TASK TO CARRY OUT -
Please find all lines containing "patterned" in the listing below and copy them.

RECORDS SUPPLIED -
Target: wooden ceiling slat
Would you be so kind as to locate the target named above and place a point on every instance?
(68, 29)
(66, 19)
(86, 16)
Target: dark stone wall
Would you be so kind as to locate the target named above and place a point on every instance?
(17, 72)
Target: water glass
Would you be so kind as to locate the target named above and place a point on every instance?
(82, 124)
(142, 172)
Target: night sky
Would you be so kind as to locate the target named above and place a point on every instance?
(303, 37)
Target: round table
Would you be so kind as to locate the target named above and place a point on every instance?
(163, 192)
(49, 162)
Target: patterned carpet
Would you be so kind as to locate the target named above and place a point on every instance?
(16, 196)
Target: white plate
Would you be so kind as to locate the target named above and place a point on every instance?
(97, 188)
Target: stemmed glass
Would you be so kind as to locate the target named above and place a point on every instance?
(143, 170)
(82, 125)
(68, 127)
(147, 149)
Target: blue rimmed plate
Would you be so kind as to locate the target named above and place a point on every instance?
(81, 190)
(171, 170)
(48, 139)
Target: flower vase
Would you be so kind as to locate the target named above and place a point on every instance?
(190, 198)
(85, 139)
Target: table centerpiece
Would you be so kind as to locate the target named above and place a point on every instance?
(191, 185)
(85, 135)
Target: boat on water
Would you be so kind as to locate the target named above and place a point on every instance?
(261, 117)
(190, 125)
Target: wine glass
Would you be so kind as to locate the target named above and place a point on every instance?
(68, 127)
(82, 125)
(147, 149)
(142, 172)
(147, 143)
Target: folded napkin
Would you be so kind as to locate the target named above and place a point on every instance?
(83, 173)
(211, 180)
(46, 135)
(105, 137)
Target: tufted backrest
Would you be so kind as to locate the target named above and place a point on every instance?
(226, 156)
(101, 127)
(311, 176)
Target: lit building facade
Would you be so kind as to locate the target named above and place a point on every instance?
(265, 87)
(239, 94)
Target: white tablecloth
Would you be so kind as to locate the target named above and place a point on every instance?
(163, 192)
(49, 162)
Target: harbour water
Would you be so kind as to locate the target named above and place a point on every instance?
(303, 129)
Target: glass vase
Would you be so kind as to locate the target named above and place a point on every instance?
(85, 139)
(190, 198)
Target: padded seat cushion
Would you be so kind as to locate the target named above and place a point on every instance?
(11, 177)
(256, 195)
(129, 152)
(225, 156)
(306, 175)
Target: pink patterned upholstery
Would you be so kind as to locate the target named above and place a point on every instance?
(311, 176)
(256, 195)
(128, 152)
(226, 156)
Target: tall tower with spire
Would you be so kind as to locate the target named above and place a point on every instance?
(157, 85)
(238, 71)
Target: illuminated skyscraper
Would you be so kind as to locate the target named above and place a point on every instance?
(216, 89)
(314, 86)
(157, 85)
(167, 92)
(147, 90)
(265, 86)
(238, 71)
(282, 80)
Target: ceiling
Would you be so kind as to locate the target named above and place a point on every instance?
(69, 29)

ANSWER FOR THE TASK -
Target: patterned carpet
Target: pink patterned upholstery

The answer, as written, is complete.